(Location identification entries)
**********

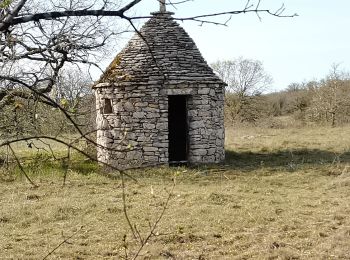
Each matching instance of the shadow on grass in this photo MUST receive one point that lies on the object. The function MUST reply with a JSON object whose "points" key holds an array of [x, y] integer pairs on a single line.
{"points": [[283, 158]]}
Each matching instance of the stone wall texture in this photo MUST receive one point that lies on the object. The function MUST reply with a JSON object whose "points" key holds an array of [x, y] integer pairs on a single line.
{"points": [[164, 61]]}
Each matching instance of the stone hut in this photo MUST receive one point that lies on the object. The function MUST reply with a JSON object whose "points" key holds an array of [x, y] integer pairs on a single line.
{"points": [[159, 102]]}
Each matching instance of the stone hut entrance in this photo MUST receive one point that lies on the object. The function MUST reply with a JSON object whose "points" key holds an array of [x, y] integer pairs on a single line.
{"points": [[159, 102], [178, 129]]}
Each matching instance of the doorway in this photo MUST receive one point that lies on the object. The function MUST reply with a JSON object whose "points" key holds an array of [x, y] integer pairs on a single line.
{"points": [[178, 129]]}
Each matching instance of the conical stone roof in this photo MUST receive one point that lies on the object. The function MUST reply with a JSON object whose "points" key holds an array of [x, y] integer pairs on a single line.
{"points": [[164, 54]]}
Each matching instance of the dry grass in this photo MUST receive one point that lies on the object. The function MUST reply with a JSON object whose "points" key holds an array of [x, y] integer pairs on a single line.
{"points": [[282, 194]]}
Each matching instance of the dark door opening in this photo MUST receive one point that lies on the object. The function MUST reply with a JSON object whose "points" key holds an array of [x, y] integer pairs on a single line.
{"points": [[178, 129]]}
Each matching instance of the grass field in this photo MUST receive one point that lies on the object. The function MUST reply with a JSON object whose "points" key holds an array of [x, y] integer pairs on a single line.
{"points": [[281, 194]]}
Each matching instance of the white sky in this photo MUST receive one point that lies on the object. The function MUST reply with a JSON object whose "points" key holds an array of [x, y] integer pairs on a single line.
{"points": [[291, 49]]}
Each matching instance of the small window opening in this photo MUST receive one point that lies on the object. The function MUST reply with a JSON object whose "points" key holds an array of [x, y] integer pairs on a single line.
{"points": [[107, 106]]}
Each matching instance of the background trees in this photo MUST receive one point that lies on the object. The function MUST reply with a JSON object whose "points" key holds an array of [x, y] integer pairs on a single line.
{"points": [[246, 80]]}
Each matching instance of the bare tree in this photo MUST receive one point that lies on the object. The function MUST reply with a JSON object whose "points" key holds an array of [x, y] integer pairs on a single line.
{"points": [[40, 39], [330, 102], [245, 78]]}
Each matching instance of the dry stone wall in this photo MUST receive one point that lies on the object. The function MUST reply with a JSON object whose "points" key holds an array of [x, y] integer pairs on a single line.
{"points": [[136, 133]]}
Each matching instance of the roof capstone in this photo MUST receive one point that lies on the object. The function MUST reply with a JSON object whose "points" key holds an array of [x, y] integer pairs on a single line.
{"points": [[161, 51]]}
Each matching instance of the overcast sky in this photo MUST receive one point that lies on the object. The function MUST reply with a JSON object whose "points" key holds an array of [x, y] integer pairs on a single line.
{"points": [[291, 49]]}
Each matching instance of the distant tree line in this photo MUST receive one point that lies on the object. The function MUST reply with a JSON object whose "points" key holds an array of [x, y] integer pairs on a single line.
{"points": [[323, 102]]}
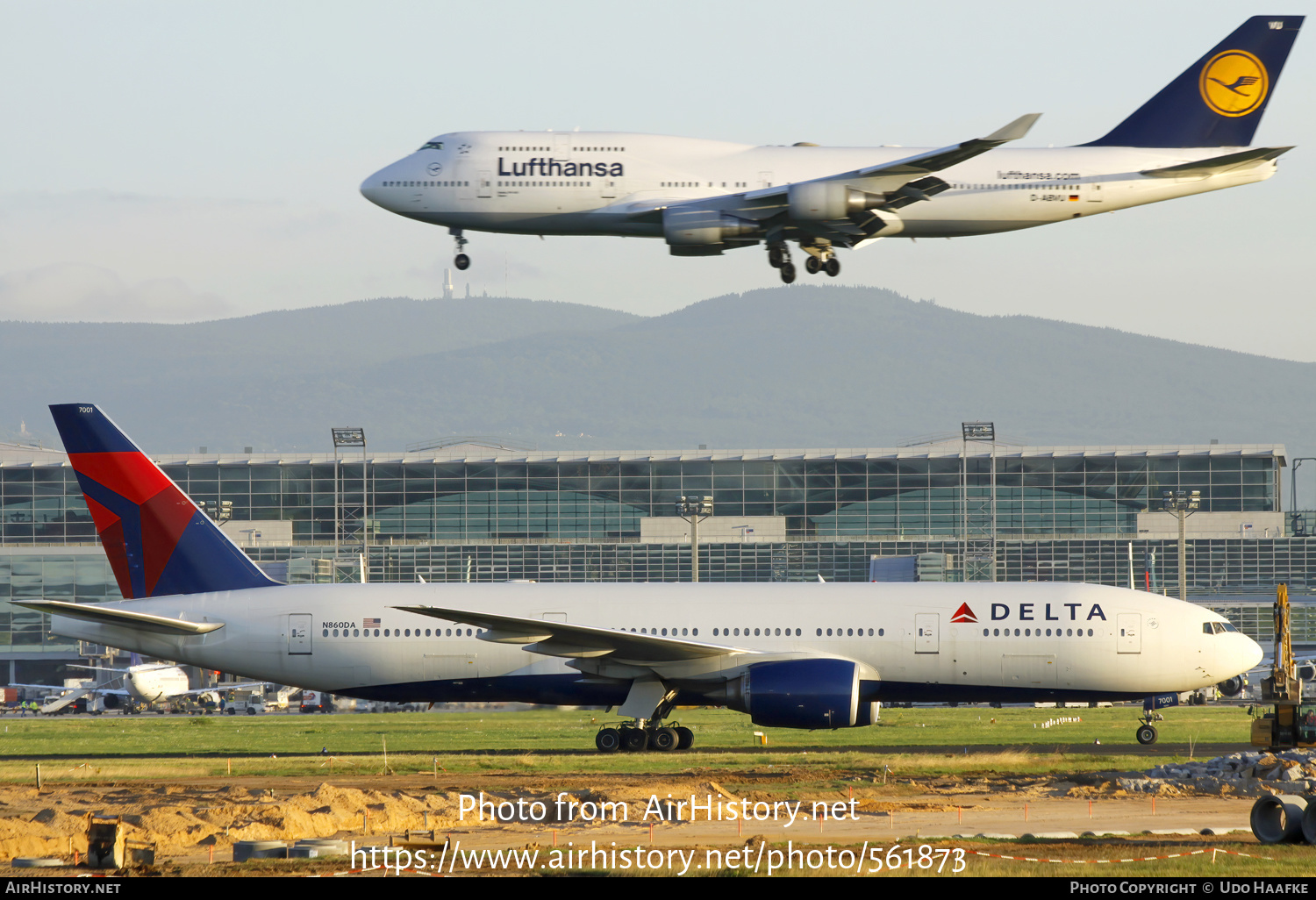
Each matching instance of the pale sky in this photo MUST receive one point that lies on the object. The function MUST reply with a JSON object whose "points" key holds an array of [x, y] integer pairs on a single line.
{"points": [[181, 161]]}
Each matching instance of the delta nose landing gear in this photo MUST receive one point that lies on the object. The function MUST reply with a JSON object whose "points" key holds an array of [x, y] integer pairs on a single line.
{"points": [[461, 260]]}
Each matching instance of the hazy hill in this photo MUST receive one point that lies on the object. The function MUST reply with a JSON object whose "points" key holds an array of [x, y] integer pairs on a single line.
{"points": [[786, 368]]}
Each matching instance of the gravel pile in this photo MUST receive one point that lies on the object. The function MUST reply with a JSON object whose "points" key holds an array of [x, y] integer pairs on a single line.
{"points": [[1250, 773]]}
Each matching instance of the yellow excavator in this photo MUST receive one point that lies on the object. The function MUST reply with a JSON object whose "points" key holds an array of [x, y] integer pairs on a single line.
{"points": [[1292, 724]]}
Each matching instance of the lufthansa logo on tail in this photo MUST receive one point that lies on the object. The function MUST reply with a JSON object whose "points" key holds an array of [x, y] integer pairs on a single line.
{"points": [[1234, 83]]}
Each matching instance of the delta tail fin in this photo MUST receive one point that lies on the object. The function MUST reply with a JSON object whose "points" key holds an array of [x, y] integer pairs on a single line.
{"points": [[1219, 100], [157, 539]]}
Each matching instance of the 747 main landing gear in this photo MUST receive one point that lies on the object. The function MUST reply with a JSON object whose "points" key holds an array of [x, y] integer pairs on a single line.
{"points": [[821, 258], [779, 258], [461, 260], [637, 736]]}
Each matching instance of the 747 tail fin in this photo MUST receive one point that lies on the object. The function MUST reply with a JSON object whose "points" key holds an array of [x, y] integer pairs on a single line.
{"points": [[157, 541], [1218, 102]]}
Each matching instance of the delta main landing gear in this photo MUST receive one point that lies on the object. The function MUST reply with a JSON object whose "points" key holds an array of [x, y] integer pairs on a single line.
{"points": [[461, 260], [647, 733], [634, 737]]}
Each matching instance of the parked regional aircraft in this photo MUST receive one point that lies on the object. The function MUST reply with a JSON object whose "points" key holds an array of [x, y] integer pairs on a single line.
{"points": [[791, 655], [142, 682], [710, 196]]}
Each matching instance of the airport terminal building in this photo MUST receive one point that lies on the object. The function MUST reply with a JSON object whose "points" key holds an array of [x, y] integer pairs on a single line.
{"points": [[961, 508]]}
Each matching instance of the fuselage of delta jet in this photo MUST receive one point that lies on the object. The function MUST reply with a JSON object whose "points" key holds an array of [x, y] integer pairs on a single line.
{"points": [[791, 655], [704, 197]]}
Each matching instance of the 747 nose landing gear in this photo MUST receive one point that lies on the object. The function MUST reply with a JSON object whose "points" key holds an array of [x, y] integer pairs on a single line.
{"points": [[461, 260]]}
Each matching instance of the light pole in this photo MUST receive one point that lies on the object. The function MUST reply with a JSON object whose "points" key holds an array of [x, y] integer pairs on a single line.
{"points": [[1182, 504], [350, 437], [1298, 528], [694, 511]]}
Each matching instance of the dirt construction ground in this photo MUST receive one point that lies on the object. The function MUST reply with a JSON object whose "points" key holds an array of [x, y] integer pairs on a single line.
{"points": [[192, 823]]}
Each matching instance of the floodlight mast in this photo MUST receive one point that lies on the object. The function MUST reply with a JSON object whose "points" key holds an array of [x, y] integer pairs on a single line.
{"points": [[978, 554], [349, 437], [694, 511], [1182, 504]]}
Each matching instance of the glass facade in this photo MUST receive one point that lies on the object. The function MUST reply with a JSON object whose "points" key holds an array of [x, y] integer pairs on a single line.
{"points": [[882, 494]]}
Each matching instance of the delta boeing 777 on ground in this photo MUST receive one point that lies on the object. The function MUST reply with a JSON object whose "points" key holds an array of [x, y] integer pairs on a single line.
{"points": [[791, 655], [704, 197]]}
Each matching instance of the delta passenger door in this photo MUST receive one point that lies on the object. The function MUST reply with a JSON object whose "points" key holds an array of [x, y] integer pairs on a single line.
{"points": [[926, 633], [299, 634]]}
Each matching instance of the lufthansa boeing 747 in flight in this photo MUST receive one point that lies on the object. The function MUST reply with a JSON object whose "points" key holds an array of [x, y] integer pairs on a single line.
{"points": [[704, 197]]}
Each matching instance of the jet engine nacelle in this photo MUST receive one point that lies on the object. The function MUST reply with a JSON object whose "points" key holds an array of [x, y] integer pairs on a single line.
{"points": [[1231, 687], [820, 202], [705, 228], [802, 694]]}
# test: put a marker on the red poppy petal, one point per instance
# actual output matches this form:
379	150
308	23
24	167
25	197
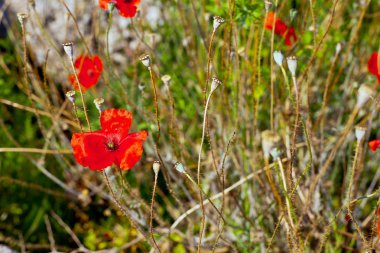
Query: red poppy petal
375	144
90	150
290	37
116	120
104	4
126	10
133	150
372	64
269	20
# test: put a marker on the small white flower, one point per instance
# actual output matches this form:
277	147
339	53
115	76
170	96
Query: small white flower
145	59
99	104
278	57
68	47
217	22
360	132
267	4
179	167
166	79
269	140
292	65
364	94
215	84
275	153
71	96
21	16
156	167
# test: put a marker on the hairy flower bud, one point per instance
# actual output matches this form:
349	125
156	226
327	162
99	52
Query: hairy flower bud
292	65
99	104
180	168
71	96
267	5
217	22
278	57
215	84
145	59
21	16
69	50
360	132
269	140
156	167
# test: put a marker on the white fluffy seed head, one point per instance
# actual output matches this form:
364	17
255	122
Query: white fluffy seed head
217	22
21	16
360	132
145	59
275	153
156	167
180	168
215	84
71	96
166	79
269	140
278	57
364	94
292	64
69	49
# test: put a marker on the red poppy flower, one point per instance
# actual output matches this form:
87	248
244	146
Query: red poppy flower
89	70
290	37
126	8
280	27
373	66
110	145
375	144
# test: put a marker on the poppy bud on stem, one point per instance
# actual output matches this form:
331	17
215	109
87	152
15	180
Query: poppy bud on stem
217	22
71	96
156	167
145	60
68	47
21	16
99	104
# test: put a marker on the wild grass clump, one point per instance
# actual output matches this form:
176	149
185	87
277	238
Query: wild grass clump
254	126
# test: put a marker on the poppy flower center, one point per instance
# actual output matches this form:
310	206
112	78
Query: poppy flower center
111	146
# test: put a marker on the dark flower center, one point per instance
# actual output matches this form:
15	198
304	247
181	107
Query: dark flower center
111	146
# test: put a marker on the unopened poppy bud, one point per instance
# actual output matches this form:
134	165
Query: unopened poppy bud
99	104
215	84
292	65
338	47
68	47
267	4
111	6
278	57
166	79
145	59
268	142
275	153
21	16
71	96
364	94
180	168
217	22
360	132
156	167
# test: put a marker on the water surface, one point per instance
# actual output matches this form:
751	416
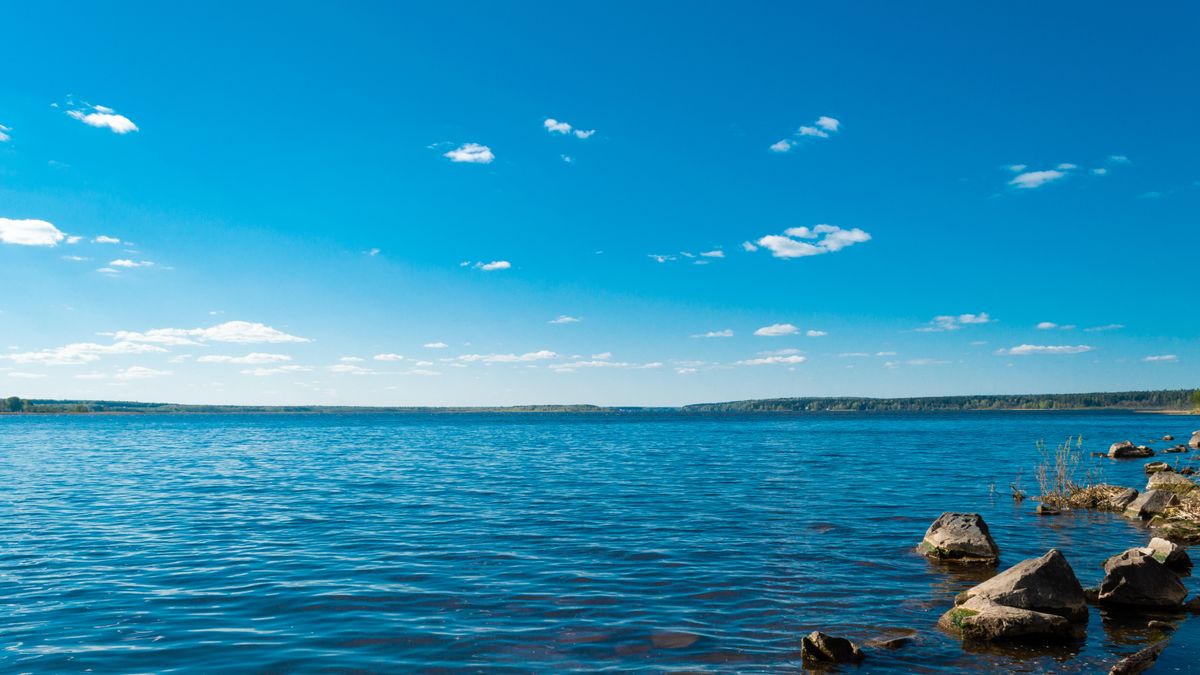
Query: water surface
527	543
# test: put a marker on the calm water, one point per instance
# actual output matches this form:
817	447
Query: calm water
525	543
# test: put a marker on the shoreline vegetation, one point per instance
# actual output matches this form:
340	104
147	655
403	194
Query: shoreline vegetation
1168	401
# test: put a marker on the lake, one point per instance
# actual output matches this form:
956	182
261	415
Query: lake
529	543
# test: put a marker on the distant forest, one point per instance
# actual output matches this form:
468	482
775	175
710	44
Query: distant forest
1170	400
1165	400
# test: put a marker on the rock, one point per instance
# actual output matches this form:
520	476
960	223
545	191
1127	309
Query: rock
1127	449
1157	467
819	647
1170	482
1170	554
1139	662
1121	500
1036	597
1135	579
1151	502
959	537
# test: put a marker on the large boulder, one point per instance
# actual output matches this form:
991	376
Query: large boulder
1039	597
1127	449
1170	555
959	537
1137	579
1170	482
1150	503
816	647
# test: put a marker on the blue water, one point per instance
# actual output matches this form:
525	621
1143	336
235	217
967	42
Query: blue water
527	543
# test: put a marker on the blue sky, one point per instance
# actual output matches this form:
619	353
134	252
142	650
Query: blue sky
891	198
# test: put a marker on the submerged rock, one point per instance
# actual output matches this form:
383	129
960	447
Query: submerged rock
959	537
1151	502
1170	555
1127	449
1137	579
1039	597
819	647
1170	482
1140	661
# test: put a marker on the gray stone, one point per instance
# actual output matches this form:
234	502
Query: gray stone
960	537
1170	554
1127	449
819	647
1170	482
1140	661
1135	579
1151	502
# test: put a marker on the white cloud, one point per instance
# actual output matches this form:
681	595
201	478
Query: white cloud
279	370
1036	178
103	118
777	329
823	239
253	358
823	127
791	359
79	353
509	358
471	154
349	369
493	266
948	322
556	126
239	332
141	372
1026	350
29	232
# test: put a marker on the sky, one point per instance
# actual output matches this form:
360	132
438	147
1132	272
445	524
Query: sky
483	203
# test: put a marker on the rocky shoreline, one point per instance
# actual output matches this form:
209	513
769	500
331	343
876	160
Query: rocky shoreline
1039	601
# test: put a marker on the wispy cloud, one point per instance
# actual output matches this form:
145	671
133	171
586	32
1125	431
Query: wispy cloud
102	118
823	127
1027	350
562	127
29	232
471	154
777	329
803	242
79	353
255	358
949	322
241	332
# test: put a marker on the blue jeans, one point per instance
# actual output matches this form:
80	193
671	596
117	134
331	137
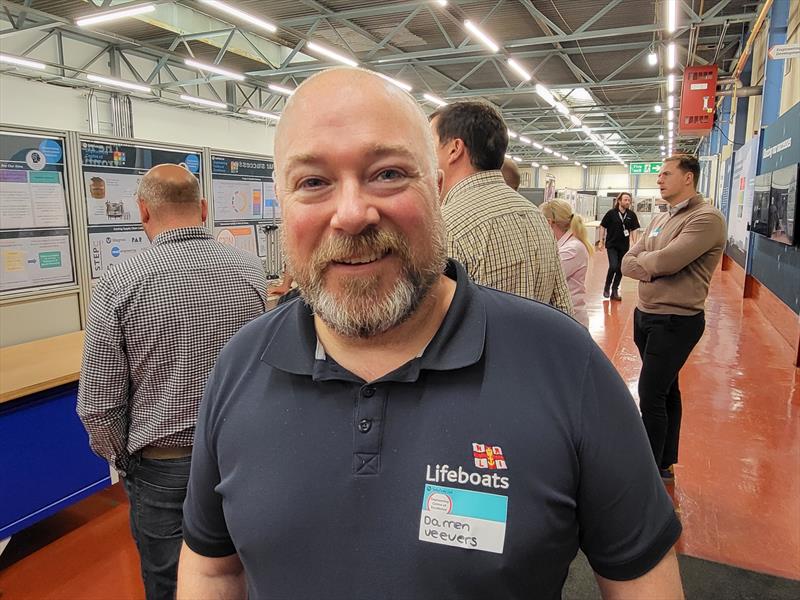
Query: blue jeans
156	490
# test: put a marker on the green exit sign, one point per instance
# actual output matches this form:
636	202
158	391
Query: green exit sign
644	168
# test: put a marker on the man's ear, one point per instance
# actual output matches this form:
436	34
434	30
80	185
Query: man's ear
456	151
143	210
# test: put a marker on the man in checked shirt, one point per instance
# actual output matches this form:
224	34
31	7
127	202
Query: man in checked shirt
156	324
500	237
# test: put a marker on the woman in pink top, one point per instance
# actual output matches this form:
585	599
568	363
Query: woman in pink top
573	250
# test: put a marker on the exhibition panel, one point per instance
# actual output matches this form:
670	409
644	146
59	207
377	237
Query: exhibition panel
35	244
111	171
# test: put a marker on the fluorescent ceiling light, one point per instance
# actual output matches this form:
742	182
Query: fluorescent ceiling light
400	84
263	115
118	83
213	69
487	41
280	89
239	14
671	56
519	69
672	15
22	62
545	94
435	100
331	54
113	15
203	101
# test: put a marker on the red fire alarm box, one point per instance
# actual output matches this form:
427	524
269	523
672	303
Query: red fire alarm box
698	99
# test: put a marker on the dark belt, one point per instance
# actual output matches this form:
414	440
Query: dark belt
166	452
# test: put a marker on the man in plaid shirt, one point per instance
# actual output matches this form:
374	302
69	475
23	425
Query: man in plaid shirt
500	237
156	324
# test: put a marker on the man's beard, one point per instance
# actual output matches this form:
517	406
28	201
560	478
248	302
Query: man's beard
361	308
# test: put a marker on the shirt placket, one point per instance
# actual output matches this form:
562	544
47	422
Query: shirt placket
369	422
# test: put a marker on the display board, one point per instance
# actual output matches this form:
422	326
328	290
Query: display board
111	174
246	212
35	241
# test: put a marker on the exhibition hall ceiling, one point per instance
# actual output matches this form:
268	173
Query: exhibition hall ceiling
594	57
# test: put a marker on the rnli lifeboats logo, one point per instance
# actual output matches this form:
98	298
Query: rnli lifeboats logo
488	457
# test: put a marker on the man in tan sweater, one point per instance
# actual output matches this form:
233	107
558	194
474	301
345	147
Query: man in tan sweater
673	261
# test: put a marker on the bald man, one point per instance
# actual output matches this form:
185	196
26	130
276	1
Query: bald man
511	174
400	431
156	324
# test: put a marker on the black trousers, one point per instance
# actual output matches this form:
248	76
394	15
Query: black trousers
664	343
614	275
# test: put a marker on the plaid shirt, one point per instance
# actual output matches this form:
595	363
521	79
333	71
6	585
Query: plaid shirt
503	240
156	324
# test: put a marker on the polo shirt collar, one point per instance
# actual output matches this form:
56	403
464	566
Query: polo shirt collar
690	201
181	234
476	180
458	343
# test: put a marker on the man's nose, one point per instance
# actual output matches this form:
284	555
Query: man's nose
355	209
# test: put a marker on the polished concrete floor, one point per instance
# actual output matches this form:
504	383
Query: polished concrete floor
737	483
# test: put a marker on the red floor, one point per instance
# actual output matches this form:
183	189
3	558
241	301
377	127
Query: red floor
737	483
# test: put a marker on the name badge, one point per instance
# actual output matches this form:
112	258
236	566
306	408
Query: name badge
463	519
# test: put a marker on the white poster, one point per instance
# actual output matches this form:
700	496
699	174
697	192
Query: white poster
271	207
741	197
239	236
235	200
111	247
111	198
30	199
34	261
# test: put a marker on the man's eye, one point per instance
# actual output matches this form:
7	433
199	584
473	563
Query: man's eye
390	175
311	183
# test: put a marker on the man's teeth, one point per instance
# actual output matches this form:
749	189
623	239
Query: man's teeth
360	261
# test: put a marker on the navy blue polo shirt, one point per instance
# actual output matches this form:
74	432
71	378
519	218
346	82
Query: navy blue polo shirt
473	471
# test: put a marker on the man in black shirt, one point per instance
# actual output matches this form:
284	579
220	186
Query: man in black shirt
615	235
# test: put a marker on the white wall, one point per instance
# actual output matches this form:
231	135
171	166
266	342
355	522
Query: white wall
158	122
34	104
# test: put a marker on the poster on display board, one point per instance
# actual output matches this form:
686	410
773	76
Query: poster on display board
35	245
111	174
741	200
245	209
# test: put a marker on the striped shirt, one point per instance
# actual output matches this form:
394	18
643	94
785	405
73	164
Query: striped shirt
156	324
503	240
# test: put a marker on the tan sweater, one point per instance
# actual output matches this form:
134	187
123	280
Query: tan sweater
675	258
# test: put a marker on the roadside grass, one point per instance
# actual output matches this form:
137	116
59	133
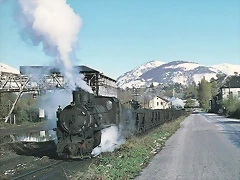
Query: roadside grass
128	161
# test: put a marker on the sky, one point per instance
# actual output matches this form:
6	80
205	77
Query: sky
119	35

**********

* The task:
Reproduce the lines of the listing exactly, starting at the one that contains "# test: put a marker on the navy" and continuing through the final line, but leave out the pictures.

* Problem solution:
# test: put a marker on the navy blue polo shirt, one point per instance
# actual output matches this form:
74	432
71	378
519	218
346	82
Query: navy blue polo shirt
473	471
# test: put a marker on the man in black shirt, one point per instance
# actual output matches this form:
284	579
220	186
Query: man in black shirt
615	235
# test: put a marker on the white wall, one point per instance
# actual output matches this form:
231	135
171	166
266	342
355	522
Query: white wall
158	122
34	104
# test: put a marker on the poster on display board, one point per instance
# actual output matches this form:
686	410
773	76
Query: poster on display board
35	245
111	174
741	200
245	209
# test: put a marker on the striped shirt, one point per instance
# actual output matches this form:
394	18
643	94
785	405
73	164
Query: striped shirt
156	324
503	240
# test: put a marker on the tan sweater, one point per instance
# actual output matches this form:
134	187
123	280
Query: tan sweater
675	258
# test: put a marker on the roadside grass, one point per instance
# actual output matches this form:
137	116
59	133
Query: roadside grass
128	161
# test: put a marker on the sky, one point per instance
# actual output matches this form:
6	80
205	77
Query: sky
119	35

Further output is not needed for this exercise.